--- Data ---

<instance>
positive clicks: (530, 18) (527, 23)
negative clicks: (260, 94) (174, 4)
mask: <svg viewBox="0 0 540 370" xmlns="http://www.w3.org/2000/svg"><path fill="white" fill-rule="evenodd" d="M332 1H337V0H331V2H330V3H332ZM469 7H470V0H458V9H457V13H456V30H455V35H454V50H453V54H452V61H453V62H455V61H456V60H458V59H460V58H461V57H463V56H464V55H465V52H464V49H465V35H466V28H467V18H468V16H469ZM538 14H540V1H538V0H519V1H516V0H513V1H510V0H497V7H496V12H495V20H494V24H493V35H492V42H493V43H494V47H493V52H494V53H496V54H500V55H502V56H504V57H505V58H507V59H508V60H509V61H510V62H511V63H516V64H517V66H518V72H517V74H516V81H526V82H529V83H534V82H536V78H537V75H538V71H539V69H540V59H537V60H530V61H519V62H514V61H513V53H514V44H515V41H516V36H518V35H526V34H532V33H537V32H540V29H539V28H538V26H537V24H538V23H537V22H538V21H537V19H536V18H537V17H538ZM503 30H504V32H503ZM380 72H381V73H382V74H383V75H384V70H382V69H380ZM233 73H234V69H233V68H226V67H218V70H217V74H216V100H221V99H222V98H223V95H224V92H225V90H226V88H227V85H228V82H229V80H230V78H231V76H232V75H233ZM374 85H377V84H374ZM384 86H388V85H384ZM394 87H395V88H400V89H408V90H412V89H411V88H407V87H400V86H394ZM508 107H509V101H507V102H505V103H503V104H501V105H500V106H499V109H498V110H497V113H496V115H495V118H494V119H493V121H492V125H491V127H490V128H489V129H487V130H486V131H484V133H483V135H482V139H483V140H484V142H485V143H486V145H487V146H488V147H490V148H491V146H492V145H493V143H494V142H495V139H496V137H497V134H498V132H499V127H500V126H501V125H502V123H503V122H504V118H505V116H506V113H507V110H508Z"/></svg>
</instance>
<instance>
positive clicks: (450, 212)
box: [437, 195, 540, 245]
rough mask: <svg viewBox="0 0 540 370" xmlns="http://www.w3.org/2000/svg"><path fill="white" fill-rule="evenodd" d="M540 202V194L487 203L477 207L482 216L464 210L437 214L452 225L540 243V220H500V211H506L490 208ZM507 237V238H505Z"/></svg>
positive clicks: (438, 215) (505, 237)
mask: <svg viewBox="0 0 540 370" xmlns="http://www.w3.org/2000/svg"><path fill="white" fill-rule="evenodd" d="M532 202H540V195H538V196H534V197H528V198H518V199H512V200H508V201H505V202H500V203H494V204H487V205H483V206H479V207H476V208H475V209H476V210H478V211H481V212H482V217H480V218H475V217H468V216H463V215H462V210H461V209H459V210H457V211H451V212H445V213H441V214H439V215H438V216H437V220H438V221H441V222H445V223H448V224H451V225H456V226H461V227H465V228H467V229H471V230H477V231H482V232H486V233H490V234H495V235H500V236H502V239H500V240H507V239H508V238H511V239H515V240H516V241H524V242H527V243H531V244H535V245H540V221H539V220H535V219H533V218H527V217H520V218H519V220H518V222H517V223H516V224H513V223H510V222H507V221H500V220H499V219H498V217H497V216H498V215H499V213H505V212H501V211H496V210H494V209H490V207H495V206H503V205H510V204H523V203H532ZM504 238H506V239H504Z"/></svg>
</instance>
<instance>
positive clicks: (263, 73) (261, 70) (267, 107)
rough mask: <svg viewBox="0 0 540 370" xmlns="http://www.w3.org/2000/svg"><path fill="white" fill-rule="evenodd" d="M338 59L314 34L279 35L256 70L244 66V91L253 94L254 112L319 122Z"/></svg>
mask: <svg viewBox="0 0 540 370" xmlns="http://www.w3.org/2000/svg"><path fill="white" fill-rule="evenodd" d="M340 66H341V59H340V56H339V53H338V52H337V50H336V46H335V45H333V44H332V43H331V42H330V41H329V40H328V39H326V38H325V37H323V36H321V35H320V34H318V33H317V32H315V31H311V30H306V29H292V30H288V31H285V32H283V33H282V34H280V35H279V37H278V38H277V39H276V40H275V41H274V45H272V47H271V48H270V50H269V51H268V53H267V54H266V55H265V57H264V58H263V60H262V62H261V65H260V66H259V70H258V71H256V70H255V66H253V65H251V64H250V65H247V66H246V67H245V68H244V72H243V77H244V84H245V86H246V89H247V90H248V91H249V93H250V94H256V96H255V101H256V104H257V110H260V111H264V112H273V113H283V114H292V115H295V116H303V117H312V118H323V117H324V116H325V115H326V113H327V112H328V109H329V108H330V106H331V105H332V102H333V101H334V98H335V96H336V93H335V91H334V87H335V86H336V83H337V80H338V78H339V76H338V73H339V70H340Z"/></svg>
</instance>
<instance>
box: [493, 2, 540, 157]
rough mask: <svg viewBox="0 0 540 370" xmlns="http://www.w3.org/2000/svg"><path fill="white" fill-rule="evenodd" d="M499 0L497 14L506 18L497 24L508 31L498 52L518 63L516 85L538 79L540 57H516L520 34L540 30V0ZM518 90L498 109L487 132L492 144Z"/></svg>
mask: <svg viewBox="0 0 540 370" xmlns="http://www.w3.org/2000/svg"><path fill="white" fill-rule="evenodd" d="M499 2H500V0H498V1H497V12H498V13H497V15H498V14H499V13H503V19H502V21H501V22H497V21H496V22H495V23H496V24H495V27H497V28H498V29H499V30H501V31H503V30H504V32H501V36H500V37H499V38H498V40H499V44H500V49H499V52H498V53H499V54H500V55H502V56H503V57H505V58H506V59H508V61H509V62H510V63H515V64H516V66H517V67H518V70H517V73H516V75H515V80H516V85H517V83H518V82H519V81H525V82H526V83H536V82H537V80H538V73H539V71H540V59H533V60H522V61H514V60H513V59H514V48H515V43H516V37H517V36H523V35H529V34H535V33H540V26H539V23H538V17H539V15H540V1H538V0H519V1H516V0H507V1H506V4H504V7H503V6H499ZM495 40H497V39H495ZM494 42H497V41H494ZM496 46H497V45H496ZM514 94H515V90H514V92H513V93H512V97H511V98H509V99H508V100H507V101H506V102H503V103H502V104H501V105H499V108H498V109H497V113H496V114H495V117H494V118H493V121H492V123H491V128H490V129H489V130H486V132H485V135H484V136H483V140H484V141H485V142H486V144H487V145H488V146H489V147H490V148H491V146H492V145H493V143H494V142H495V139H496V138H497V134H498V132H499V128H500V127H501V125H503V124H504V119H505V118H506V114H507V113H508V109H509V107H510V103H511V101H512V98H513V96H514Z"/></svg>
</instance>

--- Task details ---
Output the listing in full. Leave every line unchanged.

--- Exercise answer ---
<instance>
positive clicks: (530, 18) (527, 23)
negative clicks: (260, 94) (174, 4)
mask: <svg viewBox="0 0 540 370" xmlns="http://www.w3.org/2000/svg"><path fill="white" fill-rule="evenodd" d="M332 1H337V0H331V2H330V3H332ZM469 7H470V0H458V9H457V13H456V30H455V35H454V50H453V54H452V61H453V62H455V61H456V60H458V59H460V58H461V57H463V56H464V55H465V52H464V49H465V35H466V28H467V18H468V16H469ZM538 14H540V1H538V0H519V1H516V0H513V1H510V0H497V7H496V12H495V20H494V24H493V35H492V42H493V43H494V47H493V52H494V53H496V54H500V55H502V56H504V57H505V58H507V59H508V60H509V61H510V62H511V63H516V64H517V66H518V72H517V74H516V81H526V82H529V83H534V82H536V78H537V75H538V71H539V69H540V59H537V60H530V61H519V62H514V61H513V53H514V44H515V41H516V36H518V35H526V34H532V33H537V32H540V29H539V28H538V26H537V24H538V23H537V22H538V21H537V19H536V18H537V17H538ZM503 30H504V32H503ZM380 72H381V73H382V74H383V75H384V70H382V69H380ZM233 73H234V69H233V68H226V67H218V70H217V74H216V100H221V99H222V98H223V95H224V92H225V90H226V88H227V85H228V82H229V80H230V78H231V76H232V75H233ZM374 85H377V84H374ZM384 86H388V85H384ZM394 87H395V88H400V89H408V90H412V89H411V88H407V87H400V86H394ZM508 107H509V101H507V102H505V103H503V104H501V105H500V106H499V109H498V110H497V113H496V115H495V118H494V119H493V121H492V125H491V127H490V128H489V129H487V130H486V131H484V133H483V135H482V139H483V140H484V142H485V143H486V145H487V146H488V147H490V148H491V146H492V145H493V143H494V142H495V139H496V137H497V134H498V132H499V127H500V126H501V125H502V123H503V122H504V118H505V116H506V113H507V110H508Z"/></svg>
</instance>
<instance>
positive clicks: (450, 212)
box: [437, 195, 540, 245]
rough mask: <svg viewBox="0 0 540 370" xmlns="http://www.w3.org/2000/svg"><path fill="white" fill-rule="evenodd" d="M540 202V194L487 203L477 207L482 216L464 210L437 214L452 225L540 243V220H500V211H506L490 208ZM507 237V238H505Z"/></svg>
positive clicks: (438, 215) (505, 237)
mask: <svg viewBox="0 0 540 370" xmlns="http://www.w3.org/2000/svg"><path fill="white" fill-rule="evenodd" d="M532 202H540V195H538V196H534V197H528V198H518V199H512V200H508V201H505V202H500V203H494V204H487V205H483V206H479V207H476V208H475V209H476V210H478V211H481V212H482V217H480V218H475V217H468V216H463V215H462V210H461V209H459V210H457V211H451V212H445V213H441V214H439V215H438V216H437V220H438V221H441V222H445V223H448V224H451V225H456V226H461V227H465V228H467V229H471V230H477V231H482V232H486V233H490V234H495V235H500V236H502V239H500V240H507V239H508V238H511V239H515V240H516V241H524V242H527V243H531V244H535V245H540V221H539V220H535V219H533V218H527V217H520V218H519V220H518V222H517V223H516V224H513V223H510V222H507V221H500V220H499V219H498V217H497V216H498V215H499V213H505V212H501V211H496V210H494V209H490V207H495V206H503V205H510V204H523V203H532ZM504 238H506V239H504Z"/></svg>
</instance>
<instance>
positive clicks: (263, 73) (261, 70) (267, 107)
rough mask: <svg viewBox="0 0 540 370" xmlns="http://www.w3.org/2000/svg"><path fill="white" fill-rule="evenodd" d="M338 59L314 34L279 35L256 70L244 66V91L253 94L254 112L319 122Z"/></svg>
mask: <svg viewBox="0 0 540 370" xmlns="http://www.w3.org/2000/svg"><path fill="white" fill-rule="evenodd" d="M340 66H341V59H340V56H339V53H338V52H337V50H336V46H335V45H333V44H332V43H331V42H330V41H329V40H328V39H326V38H325V37H323V36H321V35H320V34H318V33H317V32H315V31H311V30H306V29H292V30H288V31H285V32H283V33H282V34H280V35H279V37H278V38H277V39H276V40H275V41H274V45H272V47H271V48H270V50H269V51H268V53H267V54H266V55H265V57H264V58H263V60H262V62H261V65H260V66H259V70H258V71H256V70H255V66H253V65H251V64H250V65H247V66H246V67H245V68H244V72H243V77H244V84H245V86H246V89H247V90H248V91H249V93H250V94H256V96H255V101H256V104H257V110H260V111H264V112H273V113H283V114H292V115H295V116H303V117H312V118H323V117H324V116H325V115H326V113H327V112H328V109H329V108H330V106H331V105H332V102H333V101H334V98H335V96H336V93H335V91H334V87H335V86H336V83H337V80H338V78H339V76H338V73H339V70H340Z"/></svg>
</instance>
<instance>
box: [493, 2, 540, 157]
rough mask: <svg viewBox="0 0 540 370" xmlns="http://www.w3.org/2000/svg"><path fill="white" fill-rule="evenodd" d="M499 0L497 14L506 18L497 24L508 31L498 52L518 63L516 85L538 79L540 57H516L520 34L540 30V0ZM518 90L498 109L487 132L492 144Z"/></svg>
mask: <svg viewBox="0 0 540 370" xmlns="http://www.w3.org/2000/svg"><path fill="white" fill-rule="evenodd" d="M499 2H500V0H498V1H497V12H498V13H497V15H498V14H499V13H503V19H502V21H501V22H497V21H496V22H495V23H496V24H495V27H497V28H498V29H499V30H501V31H503V30H504V32H501V36H500V37H499V38H498V40H499V44H500V49H499V52H498V53H499V54H500V55H502V56H503V57H505V58H506V59H508V61H509V62H510V63H515V64H516V66H517V67H518V70H517V73H516V75H515V80H516V85H517V83H518V82H519V81H525V82H526V83H536V82H537V80H538V73H539V71H540V59H533V60H522V61H514V60H513V59H514V48H515V43H516V37H517V36H523V35H529V34H535V33H540V26H539V23H538V17H539V15H540V1H538V0H519V1H516V0H507V1H506V4H504V7H503V6H499ZM495 40H497V39H495ZM494 42H497V41H494ZM496 46H497V45H496ZM514 94H515V90H514V92H513V93H512V97H511V98H509V99H508V100H507V101H506V102H503V103H502V104H501V105H499V108H498V109H497V113H496V114H495V117H494V118H493V121H492V123H491V128H490V129H489V130H486V132H485V135H484V136H483V140H484V141H485V142H486V144H487V145H488V146H489V147H490V148H491V146H492V145H493V143H494V142H495V139H496V138H497V134H498V132H499V128H500V127H501V125H503V124H504V119H505V118H506V114H507V113H508V109H509V107H510V103H511V101H512V98H513V96H514Z"/></svg>
</instance>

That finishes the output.